[ENTRIES SHOWN]:
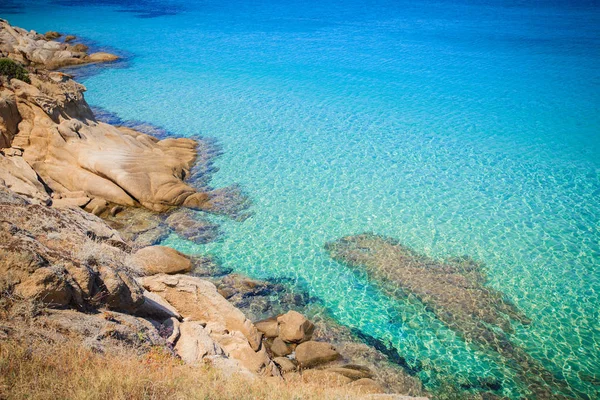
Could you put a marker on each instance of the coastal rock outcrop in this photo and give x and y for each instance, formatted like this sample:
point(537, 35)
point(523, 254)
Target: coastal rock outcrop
point(48, 123)
point(199, 301)
point(153, 260)
point(311, 353)
point(293, 327)
point(66, 257)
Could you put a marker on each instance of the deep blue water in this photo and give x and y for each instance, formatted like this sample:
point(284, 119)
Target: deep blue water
point(459, 127)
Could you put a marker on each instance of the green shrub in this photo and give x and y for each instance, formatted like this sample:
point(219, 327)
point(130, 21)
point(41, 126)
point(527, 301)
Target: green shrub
point(11, 70)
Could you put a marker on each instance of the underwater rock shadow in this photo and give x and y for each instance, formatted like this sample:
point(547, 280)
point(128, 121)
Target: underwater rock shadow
point(454, 292)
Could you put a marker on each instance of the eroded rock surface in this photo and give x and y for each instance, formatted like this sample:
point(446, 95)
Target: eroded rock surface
point(199, 301)
point(66, 257)
point(456, 293)
point(29, 47)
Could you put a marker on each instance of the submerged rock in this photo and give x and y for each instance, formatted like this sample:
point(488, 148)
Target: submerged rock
point(311, 353)
point(66, 257)
point(192, 226)
point(455, 292)
point(29, 47)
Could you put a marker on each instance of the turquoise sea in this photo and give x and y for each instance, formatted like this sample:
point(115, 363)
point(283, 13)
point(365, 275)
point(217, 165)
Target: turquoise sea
point(459, 127)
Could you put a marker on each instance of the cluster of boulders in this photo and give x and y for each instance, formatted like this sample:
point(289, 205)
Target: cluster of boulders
point(288, 338)
point(70, 258)
point(29, 47)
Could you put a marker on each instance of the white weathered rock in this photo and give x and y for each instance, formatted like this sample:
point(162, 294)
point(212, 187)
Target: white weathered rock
point(194, 343)
point(198, 301)
point(294, 327)
point(154, 260)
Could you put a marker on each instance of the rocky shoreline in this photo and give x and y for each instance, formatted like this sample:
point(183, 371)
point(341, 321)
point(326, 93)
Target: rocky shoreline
point(83, 204)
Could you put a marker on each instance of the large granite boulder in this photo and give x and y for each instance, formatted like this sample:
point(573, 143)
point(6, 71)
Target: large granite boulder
point(198, 300)
point(294, 327)
point(66, 257)
point(153, 260)
point(29, 47)
point(310, 354)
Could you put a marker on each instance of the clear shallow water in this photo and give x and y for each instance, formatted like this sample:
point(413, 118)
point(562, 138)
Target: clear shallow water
point(458, 128)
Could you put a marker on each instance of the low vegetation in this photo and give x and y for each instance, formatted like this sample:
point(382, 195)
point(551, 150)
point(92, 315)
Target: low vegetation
point(37, 363)
point(12, 70)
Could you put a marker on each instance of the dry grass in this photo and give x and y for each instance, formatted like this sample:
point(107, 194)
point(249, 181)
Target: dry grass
point(33, 368)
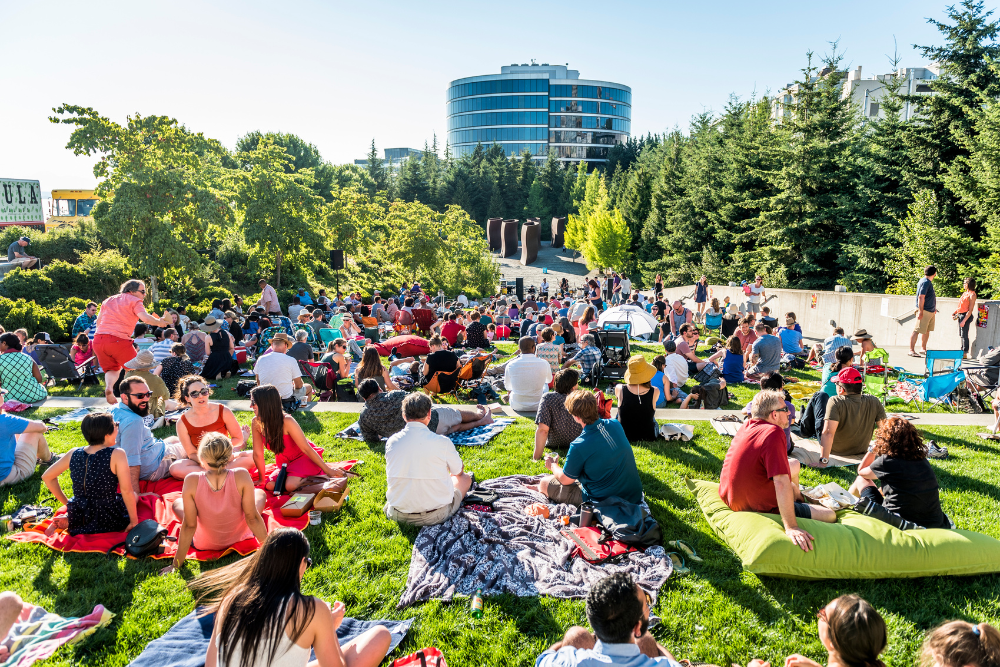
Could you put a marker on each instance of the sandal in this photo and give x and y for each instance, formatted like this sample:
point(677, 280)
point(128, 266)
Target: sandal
point(677, 561)
point(681, 545)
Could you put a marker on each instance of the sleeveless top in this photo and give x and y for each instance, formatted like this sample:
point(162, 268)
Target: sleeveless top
point(221, 522)
point(289, 654)
point(98, 507)
point(637, 415)
point(196, 432)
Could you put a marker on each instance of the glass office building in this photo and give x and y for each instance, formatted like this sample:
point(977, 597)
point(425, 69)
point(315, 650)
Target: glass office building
point(538, 108)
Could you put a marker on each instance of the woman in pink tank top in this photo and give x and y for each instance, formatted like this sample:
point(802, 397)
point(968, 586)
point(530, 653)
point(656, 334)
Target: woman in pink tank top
point(218, 507)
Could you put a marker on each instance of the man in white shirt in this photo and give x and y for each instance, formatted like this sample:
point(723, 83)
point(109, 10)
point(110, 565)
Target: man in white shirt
point(526, 377)
point(425, 476)
point(277, 368)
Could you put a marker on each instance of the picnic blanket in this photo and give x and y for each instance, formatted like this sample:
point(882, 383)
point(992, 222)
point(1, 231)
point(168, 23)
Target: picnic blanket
point(186, 643)
point(474, 437)
point(507, 551)
point(156, 504)
point(37, 633)
point(808, 451)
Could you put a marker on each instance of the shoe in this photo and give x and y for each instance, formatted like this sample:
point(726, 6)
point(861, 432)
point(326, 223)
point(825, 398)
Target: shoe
point(868, 507)
point(935, 452)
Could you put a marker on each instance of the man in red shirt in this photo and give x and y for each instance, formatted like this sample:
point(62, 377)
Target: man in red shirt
point(758, 476)
point(450, 329)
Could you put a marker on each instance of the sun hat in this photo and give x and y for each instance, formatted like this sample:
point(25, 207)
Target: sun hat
point(142, 361)
point(211, 325)
point(639, 370)
point(848, 376)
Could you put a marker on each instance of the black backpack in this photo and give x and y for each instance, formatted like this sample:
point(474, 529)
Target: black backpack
point(146, 539)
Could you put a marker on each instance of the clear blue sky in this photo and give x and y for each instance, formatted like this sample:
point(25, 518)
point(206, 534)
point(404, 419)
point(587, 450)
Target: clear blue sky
point(341, 73)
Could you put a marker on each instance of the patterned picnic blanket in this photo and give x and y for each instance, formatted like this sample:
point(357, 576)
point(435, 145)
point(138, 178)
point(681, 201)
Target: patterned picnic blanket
point(507, 551)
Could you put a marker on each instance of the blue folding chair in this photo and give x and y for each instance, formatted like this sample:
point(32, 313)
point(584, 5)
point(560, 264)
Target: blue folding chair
point(944, 373)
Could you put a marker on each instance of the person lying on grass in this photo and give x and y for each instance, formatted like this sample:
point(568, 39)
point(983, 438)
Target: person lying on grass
point(852, 632)
point(758, 476)
point(219, 506)
point(281, 434)
point(248, 633)
point(618, 611)
point(97, 471)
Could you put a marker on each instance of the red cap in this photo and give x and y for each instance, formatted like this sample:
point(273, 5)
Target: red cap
point(849, 376)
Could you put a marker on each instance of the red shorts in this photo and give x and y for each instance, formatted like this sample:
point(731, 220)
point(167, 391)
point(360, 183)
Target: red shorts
point(113, 352)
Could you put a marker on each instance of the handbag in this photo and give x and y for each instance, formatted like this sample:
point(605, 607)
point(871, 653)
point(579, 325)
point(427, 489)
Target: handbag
point(425, 657)
point(146, 539)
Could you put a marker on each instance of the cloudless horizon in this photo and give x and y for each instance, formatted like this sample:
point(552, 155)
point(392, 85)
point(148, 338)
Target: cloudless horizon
point(341, 74)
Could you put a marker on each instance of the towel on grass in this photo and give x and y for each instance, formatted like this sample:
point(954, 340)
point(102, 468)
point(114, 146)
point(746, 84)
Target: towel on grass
point(509, 552)
point(186, 643)
point(155, 504)
point(474, 437)
point(37, 633)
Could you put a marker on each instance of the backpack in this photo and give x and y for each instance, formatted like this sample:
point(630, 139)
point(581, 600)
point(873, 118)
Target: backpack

[YOUR OBJECTIVE]: Copy only what lies between the start of the listing above and the line containing "point(523, 254)", inclusive of both ends, exactly as written, and drop the pictures.

[SOLUTION FOR THIS TASK]:
Could you put a marker on each instance of the coastal rock outcrop in this photo and give x and y for each instance, formatted like this sample:
point(537, 35)
point(523, 254)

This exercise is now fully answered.